EXERCISE GOAL = Please transcribe the data that follows exactly, from its first line through the line that contains "Label a point on each instance of the roof in".

LISTED ENTRIES =

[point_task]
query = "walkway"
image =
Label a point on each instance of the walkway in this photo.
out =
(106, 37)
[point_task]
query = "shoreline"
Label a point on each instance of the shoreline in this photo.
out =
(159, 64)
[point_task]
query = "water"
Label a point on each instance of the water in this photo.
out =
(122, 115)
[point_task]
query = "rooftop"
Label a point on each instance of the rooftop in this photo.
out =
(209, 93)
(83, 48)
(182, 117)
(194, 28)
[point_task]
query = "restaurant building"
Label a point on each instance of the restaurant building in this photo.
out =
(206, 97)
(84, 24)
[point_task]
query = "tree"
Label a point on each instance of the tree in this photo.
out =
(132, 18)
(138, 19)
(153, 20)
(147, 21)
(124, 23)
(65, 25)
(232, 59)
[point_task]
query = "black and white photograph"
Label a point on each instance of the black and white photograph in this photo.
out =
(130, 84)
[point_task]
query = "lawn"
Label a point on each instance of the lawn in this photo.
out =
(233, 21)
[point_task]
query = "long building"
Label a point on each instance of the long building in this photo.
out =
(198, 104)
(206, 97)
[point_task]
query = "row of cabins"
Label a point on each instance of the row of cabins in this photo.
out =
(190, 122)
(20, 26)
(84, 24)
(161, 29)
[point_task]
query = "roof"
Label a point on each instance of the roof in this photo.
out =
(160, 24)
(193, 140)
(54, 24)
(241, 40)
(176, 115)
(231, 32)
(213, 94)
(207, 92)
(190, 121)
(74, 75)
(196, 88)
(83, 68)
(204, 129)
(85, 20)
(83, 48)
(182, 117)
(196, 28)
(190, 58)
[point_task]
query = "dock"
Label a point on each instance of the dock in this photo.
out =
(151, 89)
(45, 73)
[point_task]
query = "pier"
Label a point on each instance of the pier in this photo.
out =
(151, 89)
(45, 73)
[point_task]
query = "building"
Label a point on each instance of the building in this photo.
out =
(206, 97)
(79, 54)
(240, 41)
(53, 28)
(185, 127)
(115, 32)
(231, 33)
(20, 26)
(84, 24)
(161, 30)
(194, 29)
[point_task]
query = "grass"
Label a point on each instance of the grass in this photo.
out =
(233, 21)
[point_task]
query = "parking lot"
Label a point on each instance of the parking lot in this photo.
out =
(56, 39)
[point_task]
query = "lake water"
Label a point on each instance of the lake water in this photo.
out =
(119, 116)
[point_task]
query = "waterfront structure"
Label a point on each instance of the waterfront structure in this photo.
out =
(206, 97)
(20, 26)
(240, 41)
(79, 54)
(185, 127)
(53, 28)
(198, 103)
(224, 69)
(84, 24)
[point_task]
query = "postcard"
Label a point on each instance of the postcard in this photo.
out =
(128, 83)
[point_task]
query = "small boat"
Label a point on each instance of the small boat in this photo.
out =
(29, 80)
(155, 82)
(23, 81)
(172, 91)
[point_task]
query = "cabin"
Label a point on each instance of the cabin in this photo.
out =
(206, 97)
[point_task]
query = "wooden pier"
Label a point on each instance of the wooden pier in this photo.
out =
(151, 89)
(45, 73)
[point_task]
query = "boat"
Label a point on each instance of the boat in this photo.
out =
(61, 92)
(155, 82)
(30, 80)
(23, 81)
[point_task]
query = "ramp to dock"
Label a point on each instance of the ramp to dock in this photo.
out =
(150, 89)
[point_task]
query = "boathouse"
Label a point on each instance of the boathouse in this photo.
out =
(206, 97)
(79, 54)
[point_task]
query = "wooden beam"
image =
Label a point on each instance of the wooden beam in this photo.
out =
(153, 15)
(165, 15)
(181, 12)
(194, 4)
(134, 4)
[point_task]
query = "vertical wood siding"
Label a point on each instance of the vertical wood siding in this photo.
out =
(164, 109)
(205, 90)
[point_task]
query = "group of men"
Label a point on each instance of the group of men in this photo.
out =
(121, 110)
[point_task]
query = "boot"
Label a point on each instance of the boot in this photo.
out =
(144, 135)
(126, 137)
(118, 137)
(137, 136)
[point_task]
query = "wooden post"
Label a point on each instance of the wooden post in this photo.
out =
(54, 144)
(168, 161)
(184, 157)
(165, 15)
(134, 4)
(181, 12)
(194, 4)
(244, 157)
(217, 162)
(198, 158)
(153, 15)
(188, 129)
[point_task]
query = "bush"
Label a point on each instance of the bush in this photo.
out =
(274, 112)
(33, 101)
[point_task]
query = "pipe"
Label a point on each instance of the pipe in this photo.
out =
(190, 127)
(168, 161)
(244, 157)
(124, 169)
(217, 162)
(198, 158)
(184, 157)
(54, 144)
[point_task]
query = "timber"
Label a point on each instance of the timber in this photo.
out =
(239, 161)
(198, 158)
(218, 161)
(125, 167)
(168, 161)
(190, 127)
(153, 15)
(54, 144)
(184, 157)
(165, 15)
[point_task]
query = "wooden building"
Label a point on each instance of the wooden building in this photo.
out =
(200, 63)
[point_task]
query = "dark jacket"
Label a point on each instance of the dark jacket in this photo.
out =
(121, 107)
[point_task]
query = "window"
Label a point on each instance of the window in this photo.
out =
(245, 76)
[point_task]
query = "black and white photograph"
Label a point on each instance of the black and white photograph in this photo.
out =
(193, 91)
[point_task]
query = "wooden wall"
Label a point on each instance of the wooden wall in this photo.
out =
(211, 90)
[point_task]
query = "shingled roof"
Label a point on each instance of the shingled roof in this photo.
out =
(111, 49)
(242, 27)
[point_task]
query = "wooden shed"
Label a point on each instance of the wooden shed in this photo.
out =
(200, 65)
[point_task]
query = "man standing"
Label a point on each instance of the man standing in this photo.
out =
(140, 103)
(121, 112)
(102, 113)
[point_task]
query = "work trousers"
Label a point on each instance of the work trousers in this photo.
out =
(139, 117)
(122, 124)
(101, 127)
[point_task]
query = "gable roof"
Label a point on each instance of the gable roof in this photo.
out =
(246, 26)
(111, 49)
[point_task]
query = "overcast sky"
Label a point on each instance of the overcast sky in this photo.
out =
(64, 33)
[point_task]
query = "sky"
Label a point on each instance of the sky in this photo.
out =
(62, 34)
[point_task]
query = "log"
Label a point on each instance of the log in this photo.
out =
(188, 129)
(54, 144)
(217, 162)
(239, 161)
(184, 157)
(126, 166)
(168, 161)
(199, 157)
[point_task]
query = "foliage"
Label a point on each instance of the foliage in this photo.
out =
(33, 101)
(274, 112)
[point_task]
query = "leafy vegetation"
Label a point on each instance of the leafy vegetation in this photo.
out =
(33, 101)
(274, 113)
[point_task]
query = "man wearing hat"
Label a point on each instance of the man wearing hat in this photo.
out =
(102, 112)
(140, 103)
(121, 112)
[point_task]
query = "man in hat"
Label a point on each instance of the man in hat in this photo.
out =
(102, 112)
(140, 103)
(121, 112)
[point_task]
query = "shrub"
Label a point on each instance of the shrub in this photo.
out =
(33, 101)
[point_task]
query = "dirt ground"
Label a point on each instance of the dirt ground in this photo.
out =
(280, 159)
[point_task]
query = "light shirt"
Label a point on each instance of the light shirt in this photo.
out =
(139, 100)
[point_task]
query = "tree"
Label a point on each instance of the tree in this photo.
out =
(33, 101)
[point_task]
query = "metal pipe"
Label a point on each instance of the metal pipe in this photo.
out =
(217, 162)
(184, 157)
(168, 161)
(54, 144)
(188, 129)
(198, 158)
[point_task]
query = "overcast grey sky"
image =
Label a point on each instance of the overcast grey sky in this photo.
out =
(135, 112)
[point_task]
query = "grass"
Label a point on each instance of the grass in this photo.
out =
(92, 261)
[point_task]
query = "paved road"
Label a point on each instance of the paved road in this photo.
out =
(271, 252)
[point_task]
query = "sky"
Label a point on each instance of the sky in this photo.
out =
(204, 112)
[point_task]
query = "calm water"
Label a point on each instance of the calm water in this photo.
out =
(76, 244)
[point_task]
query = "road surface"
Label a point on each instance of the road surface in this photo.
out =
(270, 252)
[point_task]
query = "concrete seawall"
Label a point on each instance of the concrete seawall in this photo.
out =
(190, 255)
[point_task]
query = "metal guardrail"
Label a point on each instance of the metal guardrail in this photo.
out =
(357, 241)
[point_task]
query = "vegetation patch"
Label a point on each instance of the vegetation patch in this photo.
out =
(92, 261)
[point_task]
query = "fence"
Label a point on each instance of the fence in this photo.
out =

RESPONSE TO THE EXERCISE =
[point_task]
query = "walkway"
image =
Label a point on each instance of the walkway in this photo.
out =
(106, 37)
[point_task]
query = "shoreline"
Label a point on each instance of the shoreline in this photo.
out =
(159, 64)
[point_task]
query = "water"
Label a point on each instance of the water in this photo.
out =
(122, 115)
[point_task]
query = "rooftop"
Label a point on each instance of the rooftop in this photo.
out =
(209, 93)
(83, 48)
(182, 117)
(194, 28)
[point_task]
query = "restaurant building"
Label a point on each instance of the restaurant building in this photo.
out =
(206, 97)
(84, 24)
[point_task]
query = "tree"
Label a point on each instance of the tree in this photo.
out =
(132, 18)
(138, 19)
(153, 20)
(147, 21)
(124, 23)
(65, 25)
(232, 59)
[point_task]
query = "black and white photograph"
Label a point on each instance of the black and white photograph in this photo.
out =
(130, 84)
[point_task]
query = "lawn"
Label a point on each instance of the lawn in this photo.
out =
(233, 21)
[point_task]
query = "long building"
Label a point on each instance of the long building in this photo.
out =
(198, 104)
(206, 97)
[point_task]
query = "row of cabins"
Label a point on each instance of the row of cabins in this photo.
out =
(190, 122)
(20, 26)
(84, 24)
(161, 29)
[point_task]
query = "roof"
Label a point on each instance of the roof in this photo.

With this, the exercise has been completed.